━━━━━ READING TEXT

Healthy Swimming Behaviors
Although chlorine and other disinfectants are an effective way to kill germs found in recreational water, they do not work instantly. Despite the use of disinfectants, many people have become sick with recreational water illnesses (RWIs), which are caused by germs spread by swallowing, breathing in mists or aerosols of, or having contact with contaminated water from swimming pools, hot tubs/spas, lakes, rivers, or oceans. RWIs include gastrointestinal, skin, ear, respiratory, eye, neurologic, and wound infections. The most commonly reported RWI is diarrhea, caused by germs like Cryptosporidium ("Crypto") and E. coli 0157:H7.
In the past two decades, there has been an increase in the number of RWI outbreaks. Remember, chlorine and other disinfectants don’t kill germs instantly. Additionally, the mixing of chlorine with pee and sweat uses up the chlorine in the pool, which would otherwise kill germs.
We all share the water we swim in, and each us needs to do our part to help keep ourselves, our families, and our friends healthy. You can help prevent the spread of germs that cause RWIs by learning more about Swimmer Protection.

━━━━━━━━━━
━━━━━ ENTRIES SHOWN

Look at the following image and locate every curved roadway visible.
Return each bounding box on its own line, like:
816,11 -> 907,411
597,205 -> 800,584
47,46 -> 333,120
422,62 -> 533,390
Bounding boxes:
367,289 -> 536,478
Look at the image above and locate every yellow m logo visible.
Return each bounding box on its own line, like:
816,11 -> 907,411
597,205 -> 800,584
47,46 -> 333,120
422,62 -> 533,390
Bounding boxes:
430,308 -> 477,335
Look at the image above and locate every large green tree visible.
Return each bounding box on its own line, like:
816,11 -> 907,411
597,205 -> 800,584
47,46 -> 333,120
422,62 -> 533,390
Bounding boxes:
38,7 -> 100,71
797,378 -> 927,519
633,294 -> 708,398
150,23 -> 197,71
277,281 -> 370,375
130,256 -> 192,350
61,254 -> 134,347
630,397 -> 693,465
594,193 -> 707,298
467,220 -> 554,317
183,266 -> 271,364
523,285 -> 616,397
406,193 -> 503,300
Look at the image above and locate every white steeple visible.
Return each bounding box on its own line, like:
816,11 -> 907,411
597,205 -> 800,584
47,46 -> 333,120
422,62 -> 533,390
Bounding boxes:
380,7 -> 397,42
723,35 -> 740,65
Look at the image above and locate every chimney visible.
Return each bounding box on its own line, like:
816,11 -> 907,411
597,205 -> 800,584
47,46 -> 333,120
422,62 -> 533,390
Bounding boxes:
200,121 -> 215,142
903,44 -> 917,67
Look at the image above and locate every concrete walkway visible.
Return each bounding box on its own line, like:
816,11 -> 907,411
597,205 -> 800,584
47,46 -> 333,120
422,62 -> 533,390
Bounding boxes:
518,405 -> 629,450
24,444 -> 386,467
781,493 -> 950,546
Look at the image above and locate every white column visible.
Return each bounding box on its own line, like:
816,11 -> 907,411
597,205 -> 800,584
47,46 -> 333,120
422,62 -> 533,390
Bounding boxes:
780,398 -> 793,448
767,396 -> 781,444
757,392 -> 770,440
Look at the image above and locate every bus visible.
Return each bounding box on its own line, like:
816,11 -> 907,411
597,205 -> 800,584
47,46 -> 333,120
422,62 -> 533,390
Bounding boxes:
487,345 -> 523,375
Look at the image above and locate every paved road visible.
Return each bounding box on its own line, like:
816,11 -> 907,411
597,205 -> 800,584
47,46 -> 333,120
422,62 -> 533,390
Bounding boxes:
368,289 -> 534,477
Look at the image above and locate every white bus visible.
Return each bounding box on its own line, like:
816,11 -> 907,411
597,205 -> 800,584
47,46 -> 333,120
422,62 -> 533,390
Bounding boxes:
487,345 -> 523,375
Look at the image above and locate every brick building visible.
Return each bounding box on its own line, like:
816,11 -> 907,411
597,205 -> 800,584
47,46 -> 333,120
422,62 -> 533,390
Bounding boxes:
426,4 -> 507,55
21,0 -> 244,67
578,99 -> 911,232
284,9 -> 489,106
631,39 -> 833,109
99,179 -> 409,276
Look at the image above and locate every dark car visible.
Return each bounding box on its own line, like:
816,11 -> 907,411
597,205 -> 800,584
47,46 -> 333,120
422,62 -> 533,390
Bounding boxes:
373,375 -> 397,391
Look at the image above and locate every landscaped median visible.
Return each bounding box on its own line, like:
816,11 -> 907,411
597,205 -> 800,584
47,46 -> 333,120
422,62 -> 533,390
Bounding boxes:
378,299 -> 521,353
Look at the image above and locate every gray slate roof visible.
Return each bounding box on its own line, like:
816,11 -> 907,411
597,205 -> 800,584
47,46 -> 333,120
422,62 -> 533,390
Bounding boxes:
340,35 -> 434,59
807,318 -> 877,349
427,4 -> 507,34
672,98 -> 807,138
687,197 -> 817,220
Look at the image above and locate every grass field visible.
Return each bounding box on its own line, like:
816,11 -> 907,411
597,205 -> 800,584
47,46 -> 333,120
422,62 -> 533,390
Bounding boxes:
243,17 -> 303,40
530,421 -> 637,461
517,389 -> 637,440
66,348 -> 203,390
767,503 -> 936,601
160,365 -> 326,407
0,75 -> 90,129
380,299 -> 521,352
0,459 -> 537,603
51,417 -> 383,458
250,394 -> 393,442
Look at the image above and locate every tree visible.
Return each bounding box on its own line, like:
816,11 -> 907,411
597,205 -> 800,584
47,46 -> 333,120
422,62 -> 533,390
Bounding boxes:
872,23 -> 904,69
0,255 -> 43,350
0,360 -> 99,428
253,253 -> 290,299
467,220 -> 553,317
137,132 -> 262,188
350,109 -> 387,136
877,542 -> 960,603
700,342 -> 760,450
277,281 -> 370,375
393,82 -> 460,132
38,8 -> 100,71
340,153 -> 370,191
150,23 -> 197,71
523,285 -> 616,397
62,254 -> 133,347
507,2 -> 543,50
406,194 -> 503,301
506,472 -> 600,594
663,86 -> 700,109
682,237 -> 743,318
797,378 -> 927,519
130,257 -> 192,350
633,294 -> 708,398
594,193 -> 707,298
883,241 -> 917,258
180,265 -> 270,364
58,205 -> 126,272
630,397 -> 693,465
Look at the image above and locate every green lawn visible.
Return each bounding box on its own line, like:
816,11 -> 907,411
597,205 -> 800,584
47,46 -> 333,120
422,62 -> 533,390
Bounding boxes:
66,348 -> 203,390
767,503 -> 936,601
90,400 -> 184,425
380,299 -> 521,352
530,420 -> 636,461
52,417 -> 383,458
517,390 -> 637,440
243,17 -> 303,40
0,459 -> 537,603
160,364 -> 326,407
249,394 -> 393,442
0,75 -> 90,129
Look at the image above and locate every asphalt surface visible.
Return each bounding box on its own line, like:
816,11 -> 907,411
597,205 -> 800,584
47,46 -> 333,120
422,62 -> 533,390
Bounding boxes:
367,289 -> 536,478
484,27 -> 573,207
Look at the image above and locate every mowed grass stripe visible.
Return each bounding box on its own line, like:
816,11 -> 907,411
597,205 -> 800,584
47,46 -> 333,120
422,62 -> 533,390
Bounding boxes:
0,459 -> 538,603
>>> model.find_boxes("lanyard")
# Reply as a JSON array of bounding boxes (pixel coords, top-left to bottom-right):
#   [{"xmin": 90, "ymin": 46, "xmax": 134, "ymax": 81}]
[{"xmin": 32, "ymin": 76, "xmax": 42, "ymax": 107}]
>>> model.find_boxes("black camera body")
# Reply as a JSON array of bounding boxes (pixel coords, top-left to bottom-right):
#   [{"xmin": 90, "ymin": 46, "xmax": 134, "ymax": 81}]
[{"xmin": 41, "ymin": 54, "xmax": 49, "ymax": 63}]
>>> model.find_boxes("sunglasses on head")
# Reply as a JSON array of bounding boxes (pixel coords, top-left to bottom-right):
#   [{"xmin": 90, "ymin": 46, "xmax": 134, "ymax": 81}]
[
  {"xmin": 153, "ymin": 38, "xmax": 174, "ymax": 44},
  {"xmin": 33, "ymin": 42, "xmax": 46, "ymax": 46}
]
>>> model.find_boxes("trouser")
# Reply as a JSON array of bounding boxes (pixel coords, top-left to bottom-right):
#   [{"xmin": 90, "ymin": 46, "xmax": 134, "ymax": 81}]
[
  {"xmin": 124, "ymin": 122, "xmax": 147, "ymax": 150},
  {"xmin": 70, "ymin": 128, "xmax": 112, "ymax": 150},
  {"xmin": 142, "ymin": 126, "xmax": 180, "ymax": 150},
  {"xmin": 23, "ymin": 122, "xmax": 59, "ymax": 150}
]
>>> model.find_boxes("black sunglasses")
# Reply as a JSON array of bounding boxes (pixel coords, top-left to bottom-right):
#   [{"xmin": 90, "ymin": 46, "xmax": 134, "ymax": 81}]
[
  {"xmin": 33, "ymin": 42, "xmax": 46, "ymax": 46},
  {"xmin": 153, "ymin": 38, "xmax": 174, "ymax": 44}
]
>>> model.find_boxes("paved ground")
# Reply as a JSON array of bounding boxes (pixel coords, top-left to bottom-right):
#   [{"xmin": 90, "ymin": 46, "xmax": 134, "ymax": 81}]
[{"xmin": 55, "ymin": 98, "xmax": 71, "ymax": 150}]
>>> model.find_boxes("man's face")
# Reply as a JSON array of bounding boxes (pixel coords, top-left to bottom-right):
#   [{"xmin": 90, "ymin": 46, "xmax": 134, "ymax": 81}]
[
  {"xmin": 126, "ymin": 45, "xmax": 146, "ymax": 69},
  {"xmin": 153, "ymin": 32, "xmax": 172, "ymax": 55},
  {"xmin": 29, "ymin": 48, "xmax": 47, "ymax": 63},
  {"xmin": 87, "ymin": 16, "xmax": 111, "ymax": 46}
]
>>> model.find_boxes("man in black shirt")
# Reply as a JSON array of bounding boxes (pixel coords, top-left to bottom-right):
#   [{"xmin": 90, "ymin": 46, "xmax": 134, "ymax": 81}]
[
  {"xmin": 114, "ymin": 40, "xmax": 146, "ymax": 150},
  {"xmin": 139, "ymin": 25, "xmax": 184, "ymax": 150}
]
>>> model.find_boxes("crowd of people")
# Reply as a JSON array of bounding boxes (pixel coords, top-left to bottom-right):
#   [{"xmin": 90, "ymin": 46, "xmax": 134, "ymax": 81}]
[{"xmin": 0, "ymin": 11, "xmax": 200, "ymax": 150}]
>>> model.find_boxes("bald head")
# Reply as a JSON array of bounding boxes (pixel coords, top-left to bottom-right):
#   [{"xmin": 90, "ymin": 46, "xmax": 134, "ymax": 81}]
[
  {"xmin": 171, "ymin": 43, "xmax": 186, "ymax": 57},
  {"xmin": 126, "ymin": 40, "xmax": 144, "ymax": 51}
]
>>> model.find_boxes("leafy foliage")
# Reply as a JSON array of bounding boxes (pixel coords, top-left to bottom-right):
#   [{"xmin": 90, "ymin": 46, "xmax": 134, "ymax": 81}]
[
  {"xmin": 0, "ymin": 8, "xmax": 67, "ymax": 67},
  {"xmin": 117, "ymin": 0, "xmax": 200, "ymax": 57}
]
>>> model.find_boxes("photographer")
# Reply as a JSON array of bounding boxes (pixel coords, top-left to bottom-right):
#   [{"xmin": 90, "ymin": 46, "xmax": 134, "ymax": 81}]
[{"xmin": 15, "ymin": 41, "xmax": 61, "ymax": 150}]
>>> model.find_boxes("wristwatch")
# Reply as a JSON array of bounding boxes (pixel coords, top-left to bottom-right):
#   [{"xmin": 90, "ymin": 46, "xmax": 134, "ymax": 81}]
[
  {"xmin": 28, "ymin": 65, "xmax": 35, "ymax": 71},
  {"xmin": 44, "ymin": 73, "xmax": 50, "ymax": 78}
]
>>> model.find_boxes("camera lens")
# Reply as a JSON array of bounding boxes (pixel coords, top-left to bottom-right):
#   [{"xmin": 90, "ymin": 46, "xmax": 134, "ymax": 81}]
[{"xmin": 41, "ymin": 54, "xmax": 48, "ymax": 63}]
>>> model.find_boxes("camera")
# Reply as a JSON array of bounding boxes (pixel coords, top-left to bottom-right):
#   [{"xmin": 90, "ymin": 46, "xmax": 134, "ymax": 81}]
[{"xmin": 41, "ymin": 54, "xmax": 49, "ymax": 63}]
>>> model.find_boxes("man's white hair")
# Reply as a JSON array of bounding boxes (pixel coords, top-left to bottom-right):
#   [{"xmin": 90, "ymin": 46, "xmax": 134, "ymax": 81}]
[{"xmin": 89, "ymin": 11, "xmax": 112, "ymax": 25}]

━━━━━━━━━━

• [EXERCISE INSTRUCTIONS]:
(a) In the text on healthy swimming, what is the most commonly reported recreational water illness?
(b) Retype the passage of the healthy swimming text between "In the past" and "otherwise kill germs.", inclusive.
(c) Extend the text on healthy swimming behaviors, picking up after its final sentence.

• [ANSWERS IN ORDER]:
(a) Diarrhea.

(b)
In the past two decades, there has been an increase in the number of RWI outbreaks. Remember, chlorine and other disinfectants don’t kill germs instantly. Additionally, the mixing of chlorine with pee and sweat uses up the chlorine in the pool, which would otherwise kill germs.

(c)
To help protect yourself and other swimmers from germs, here are a few easy and effective steps all swimmers can take each time we swim:
- Keep the poop, germs, and pee out of the water.
- Don't swim when you have diarrhea.
- Shower with soap before you start swimming.
- Take a rinse shower before you get back into the water.
- Take bathroom breaks every 60 minutes.
- Wash your hands after using the toilet or changing diapers.
- Check the free chlorine level and pH before getting into the water.
- Pools: Proper free chlorine level (1–3 mg/L or parts per million [ppm]) and pH (7.2–7.8) maximize germ-killing power.
- Hot tubs/spas: Proper disinfectant level (chlorine [2–4 parts per million or ppm] or bromine [4–6 ppm] and pH [7.2–7.8]) maximize germ-killing power.
- Most superstores, hardware stores, and pool-supply stores sell pool test strips.
- Don't swallow the water you swim in.
Parents of young children should take a few extra steps:
- Take children on bathroom breaks every 60 minutes or check diapers every 30–60 minutes.
- Change diapers in the bathroom or diaper-changing area and not at poolside where germs can rinse into the water.